**STUDY TEXT:**

Nonpharmacological treatment options include ultraviolet light and plasmapheresis. These modalities are generally less effective, expensive, and not readily available for routine care of patients with pruritus. Surgical resection of less than 15% of the terminal ileum to prevent enterohepatic circulation (bile salt reabsorption) can be effective in intractable pruritus. This intervention may be reserved for refractory cases. Liver transplantation may be the only effective therapy for intractable cases of pruritus, but this is not a standard indication.
Differential Diagnosis
Differential diagnoses that should be considered when evaluating cholestatic jaundice include:
- Acute liver failure
- Acute hepatitis
- Acute pancreatitis
- Amyloidosis
- Autoimmune hepatitis
- Biliary obstruction
- Cholangitis
- Cholecystitis
- Cirrhosis
Enhancing Healthcare Team Outcomes
Managing cholestatic jaundice demands a coordinated, interprofessional approach to optimize patient-centered care and safety. Clinicians are central to diagnosis and developing tailored care plans, leveraging clinical expertise and diagnostic tools to determine the underlying etiology. Gastroenterologists, surgeons, and radiologists provide specialized skills for interventions such as biliary decompression or imaging studies, which are essential in cases of obstructive cholestasis. Nurses play a critical role in patient monitoring, ensuring continuity of care, educating patients and families, and identifying early signs of complications. Pharmacists contribute by managing medication regimens to control symptoms like pruritus and preventing potential drug interactions or adverse events.

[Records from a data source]
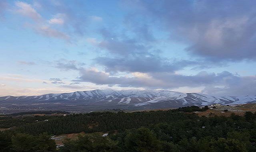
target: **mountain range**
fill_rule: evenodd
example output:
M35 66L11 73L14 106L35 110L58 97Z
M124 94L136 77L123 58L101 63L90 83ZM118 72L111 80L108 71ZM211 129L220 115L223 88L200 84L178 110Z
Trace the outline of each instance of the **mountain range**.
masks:
M79 112L113 109L142 110L252 102L256 102L256 95L217 96L166 90L105 89L40 96L0 97L0 112L5 112L5 109Z

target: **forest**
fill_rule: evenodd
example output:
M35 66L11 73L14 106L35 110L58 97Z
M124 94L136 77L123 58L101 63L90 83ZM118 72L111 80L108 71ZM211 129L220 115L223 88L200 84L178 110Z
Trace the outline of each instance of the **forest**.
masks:
M0 128L10 128L0 132L0 152L256 151L256 113L192 112L207 108L0 117ZM82 132L86 134L58 148L50 138Z

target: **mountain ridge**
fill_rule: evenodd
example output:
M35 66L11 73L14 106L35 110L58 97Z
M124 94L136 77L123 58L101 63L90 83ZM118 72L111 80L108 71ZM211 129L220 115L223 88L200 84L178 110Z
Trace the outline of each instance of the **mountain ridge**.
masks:
M93 111L118 108L139 110L253 102L256 102L256 96L218 96L167 90L139 89L97 89L39 96L0 97L1 107L18 108L32 107L58 110L65 110L68 107L69 109L83 111L88 109Z

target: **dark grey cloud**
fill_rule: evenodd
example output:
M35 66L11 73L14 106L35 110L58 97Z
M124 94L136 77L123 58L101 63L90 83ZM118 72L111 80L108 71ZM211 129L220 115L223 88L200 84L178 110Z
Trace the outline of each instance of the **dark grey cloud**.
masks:
M241 76L227 71L217 74L202 71L191 76L156 72L130 77L114 76L107 73L84 69L80 70L80 75L74 82L153 89L205 86L202 93L215 95L252 95L256 91L256 76Z
M256 1L143 0L124 6L154 20L191 54L212 61L256 59Z
M71 89L82 89L83 88L84 88L82 86L70 86L69 85L62 85L59 86L59 87L61 88L70 88Z
M200 61L186 60L172 62L167 58L154 54L126 56L124 58L99 57L95 60L104 66L108 72L173 72L188 66L200 65Z

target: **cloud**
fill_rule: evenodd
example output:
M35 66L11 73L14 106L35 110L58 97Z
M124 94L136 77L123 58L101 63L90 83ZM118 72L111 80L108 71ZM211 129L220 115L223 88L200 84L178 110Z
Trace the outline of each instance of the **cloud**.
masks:
M124 6L162 26L191 55L212 61L256 59L255 1L125 1Z
M24 65L34 65L36 64L34 62L27 62L24 61L18 61L18 63L20 64L24 64Z
M102 21L102 18L99 16L92 16L90 17L92 20L94 21L101 22Z
M202 71L190 76L168 72L132 74L132 76L114 76L95 69L81 69L80 76L73 81L152 89L204 87L202 93L215 95L254 95L256 91L256 76L241 76L225 71L217 74ZM220 86L223 88L218 88Z
M49 23L50 24L62 24L64 23L64 21L62 18L53 18L49 21Z
M53 81L53 82L51 82L51 83L52 84L65 84L65 83L62 81Z
M50 78L49 79L50 81L52 81L51 82L51 84L65 84L65 83L62 82L62 80L60 80L60 78Z
M18 1L15 2L15 5L19 8L16 12L24 16L28 16L36 22L42 20L42 16L33 8L31 5L24 2Z
M76 60L68 60L62 59L55 62L56 65L54 67L65 70L76 70L80 68L81 66L85 64L84 63L80 62Z
M61 87L61 88L70 88L71 89L82 89L83 88L84 88L84 87L82 86L76 86L76 85L70 86L68 85L60 85L59 86L59 87Z
M188 66L200 65L202 62L186 60L173 60L152 54L128 55L123 58L98 57L96 64L104 66L106 72L174 72Z
M49 80L50 81L62 81L62 80L60 80L60 78L50 78L49 79Z
M38 27L35 28L35 30L38 33L44 36L62 39L67 41L69 41L70 40L69 36L66 34L53 29L49 26L43 26Z
M0 1L0 19L4 18L4 12L7 9L8 7L8 4L6 0Z
M58 13L55 15L53 18L50 19L48 22L49 23L54 24L63 24L64 22L64 18L66 15L64 14Z
M70 83L70 84L69 84L69 85L78 84L80 84L80 83L81 83L79 82L74 82Z

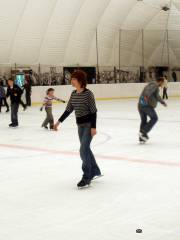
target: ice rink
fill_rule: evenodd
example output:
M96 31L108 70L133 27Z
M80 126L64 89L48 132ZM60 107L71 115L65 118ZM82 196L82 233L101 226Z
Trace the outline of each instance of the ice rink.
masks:
M97 105L92 149L104 177L84 190L76 188L82 173L74 114L53 132L40 127L39 106L20 110L18 129L1 113L1 240L180 239L180 100L157 108L146 145L138 144L137 100ZM55 119L64 108L54 105Z

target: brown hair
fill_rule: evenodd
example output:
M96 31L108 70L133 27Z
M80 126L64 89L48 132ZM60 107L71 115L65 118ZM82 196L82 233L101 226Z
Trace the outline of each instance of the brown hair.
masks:
M157 78L156 81L157 81L157 82L164 82L164 77L159 77L159 78Z
M72 73L71 78L76 78L82 88L87 86L87 74L82 70L76 70Z
M49 89L46 91L46 94L49 94L49 92L54 92L54 88L49 88Z

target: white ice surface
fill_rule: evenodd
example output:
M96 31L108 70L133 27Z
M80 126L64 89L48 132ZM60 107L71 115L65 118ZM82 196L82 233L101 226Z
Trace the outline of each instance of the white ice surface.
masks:
M147 145L137 141L136 102L97 103L92 148L105 176L86 190L76 188L73 114L58 132L40 128L39 107L20 110L18 129L0 115L0 240L180 239L180 101L157 108ZM55 119L64 107L54 105Z

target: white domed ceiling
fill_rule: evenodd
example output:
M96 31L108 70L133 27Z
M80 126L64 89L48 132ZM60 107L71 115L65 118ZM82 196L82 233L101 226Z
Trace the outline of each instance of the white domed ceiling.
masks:
M180 63L180 0L0 0L0 64L95 65L96 29L101 66Z

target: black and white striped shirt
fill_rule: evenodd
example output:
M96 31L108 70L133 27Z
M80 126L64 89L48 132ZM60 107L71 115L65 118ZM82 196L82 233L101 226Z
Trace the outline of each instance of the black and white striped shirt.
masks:
M91 123L92 128L96 128L97 108L93 93L89 89L78 93L73 91L66 110L59 118L63 122L72 112L75 111L77 124Z

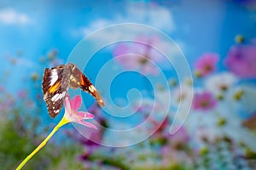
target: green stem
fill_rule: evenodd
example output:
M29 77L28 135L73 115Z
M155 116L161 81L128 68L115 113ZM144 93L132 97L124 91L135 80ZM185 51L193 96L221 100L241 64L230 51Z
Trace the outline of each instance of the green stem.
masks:
M67 124L67 122L69 122L68 120L65 116L63 116L60 122L47 136L47 138L30 155L28 155L25 160L23 160L23 162L19 165L19 167L17 167L16 170L21 169L25 166L25 164L46 144L48 140L55 133L55 132L57 132L61 127Z

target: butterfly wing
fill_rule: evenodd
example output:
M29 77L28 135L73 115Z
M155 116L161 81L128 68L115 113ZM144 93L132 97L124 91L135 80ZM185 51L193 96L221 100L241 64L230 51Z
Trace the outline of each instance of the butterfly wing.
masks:
M63 81L67 80L64 71L65 65L63 65L44 70L42 83L44 99L46 102L48 112L53 118L61 110L68 88L68 82L63 83Z
M90 80L76 65L73 64L67 64L67 65L68 65L71 68L70 87L73 89L80 88L83 91L91 94L97 100L100 105L104 106L105 105L100 94L90 82Z

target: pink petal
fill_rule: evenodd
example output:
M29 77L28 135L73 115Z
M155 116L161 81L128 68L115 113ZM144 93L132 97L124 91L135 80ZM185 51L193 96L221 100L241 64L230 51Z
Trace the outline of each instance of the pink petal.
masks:
M79 121L79 122L75 122L79 123L79 124L81 124L81 125L84 125L85 127L89 127L89 128L91 128L97 129L97 128L95 125L93 125L90 122L84 122L84 121Z
M93 119L94 118L94 115L88 113L88 112L84 112L84 111L78 111L77 115L80 119Z
M71 108L73 110L78 110L80 106L81 106L81 103L82 103L82 98L79 95L76 95L72 100L71 100Z
M68 94L67 94L65 98L65 111L67 111L67 113L68 114L71 114L71 106Z

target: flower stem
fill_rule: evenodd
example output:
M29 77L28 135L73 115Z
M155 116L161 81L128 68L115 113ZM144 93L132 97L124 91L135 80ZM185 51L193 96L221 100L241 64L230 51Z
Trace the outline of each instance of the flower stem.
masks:
M55 132L57 132L61 127L67 124L67 122L69 122L68 120L65 116L63 116L60 122L47 136L47 138L30 155L28 155L25 160L23 160L23 162L19 165L19 167L17 167L16 170L21 169L25 166L25 164L46 144L48 140L55 133Z

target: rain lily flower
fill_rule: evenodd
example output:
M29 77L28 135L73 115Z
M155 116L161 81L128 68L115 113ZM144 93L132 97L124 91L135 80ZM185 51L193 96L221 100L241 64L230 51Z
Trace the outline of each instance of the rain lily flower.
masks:
M256 76L256 45L236 45L231 47L224 61L234 74L244 78Z
M82 103L80 96L75 96L72 100L69 99L69 95L67 94L65 98L65 115L61 122L55 126L53 131L48 135L48 137L29 155L19 165L16 169L21 169L25 164L38 153L49 141L49 139L57 132L57 130L63 125L68 122L76 122L91 128L96 128L96 126L84 122L86 119L92 119L94 116L88 112L78 111Z
M195 76L206 76L216 70L218 55L216 54L205 54L195 63Z
M217 99L209 92L195 94L193 99L193 109L201 110L208 110L216 106Z

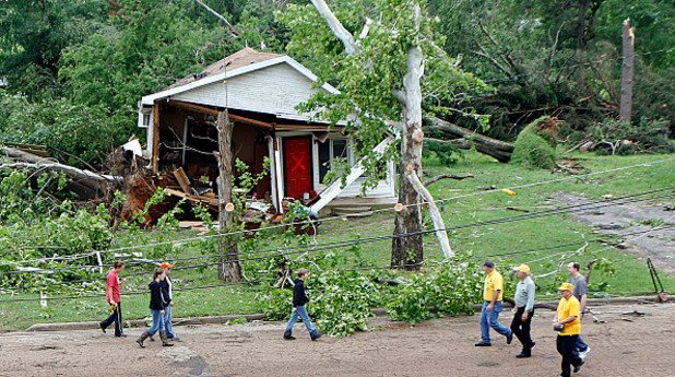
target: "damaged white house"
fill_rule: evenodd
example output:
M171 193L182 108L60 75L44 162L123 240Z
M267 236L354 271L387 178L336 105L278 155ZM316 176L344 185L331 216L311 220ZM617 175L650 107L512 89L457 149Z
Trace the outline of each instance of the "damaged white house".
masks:
M263 170L265 157L270 161L270 174L251 192L257 198L268 199L279 210L284 198L310 202L316 211L331 201L395 202L393 162L383 164L387 178L362 196L365 178L355 161L355 143L342 133L341 126L329 127L296 109L317 91L338 93L329 84L317 87L316 81L313 73L288 56L245 48L199 74L143 96L138 126L147 130L153 170L182 167L192 182L214 182L217 131L212 121L227 108L234 122L233 156L253 174ZM346 187L340 180L323 184L336 158L353 165Z

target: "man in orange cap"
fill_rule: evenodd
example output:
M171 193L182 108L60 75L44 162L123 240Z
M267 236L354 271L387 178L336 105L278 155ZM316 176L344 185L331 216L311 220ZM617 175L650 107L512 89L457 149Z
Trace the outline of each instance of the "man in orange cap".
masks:
M159 286L162 287L162 296L164 297L164 305L166 306L164 308L165 311L165 316L164 316L164 328L166 329L166 338L169 341L180 341L180 339L178 339L178 337L176 337L176 333L174 332L174 327L171 326L171 319L174 318L173 311L174 311L174 296L173 296L173 287L174 284L171 282L171 280L169 279L169 272L171 272L171 267L174 267L174 264L170 264L168 262L162 262L162 264L159 264L159 268L164 271L166 271L166 278L159 282Z
M575 356L575 345L581 333L581 314L579 301L572 295L573 290L575 286L570 283L562 283L560 285L558 291L560 291L562 298L558 303L558 310L553 319L553 328L558 331L556 346L558 353L562 356L562 363L560 364L562 369L561 377L570 377L570 365L575 367L575 373L579 372L581 365L583 365L583 361Z
M518 274L518 285L516 285L516 295L513 296L513 320L511 321L511 331L523 345L522 351L516 356L518 358L530 357L534 342L530 337L530 325L534 315L534 294L536 287L530 278L530 267L520 264L513 269Z

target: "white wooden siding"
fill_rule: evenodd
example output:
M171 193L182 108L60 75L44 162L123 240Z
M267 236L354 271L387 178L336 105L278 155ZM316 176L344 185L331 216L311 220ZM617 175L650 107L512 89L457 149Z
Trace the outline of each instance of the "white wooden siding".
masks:
M246 74L175 95L173 98L239 110L308 118L295 109L318 89L312 81L287 63L279 63ZM227 92L227 93L226 93Z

**WHAT YOU WILL DO:**
A - According to the text on cholestatic jaundice, how much of the terminal ileum is surgically resected to prevent enterohepatic circulation in intractable pruritus?
B - Print everything in the text on cholestatic jaundice from "Nonpharmacological treatment options" down to "a standard indication.".

**RESULTS OF THE TASKS:**
A - Less than 15%

B -
Nonpharmacological treatment options include ultraviolet light and plasmapheresis. These modalities are generally less effective, expensive, and not readily available for routine care of patients with pruritus. Surgical resection of less than 15% of the terminal ileum to prevent enterohepatic circulation (bile salt reabsorption) can be effective in intractable pruritus. This intervention may be reserved for refractory cases. Liver transplantation may be the only effective therapy for intractable cases of pruritus, but this is not a standard indication.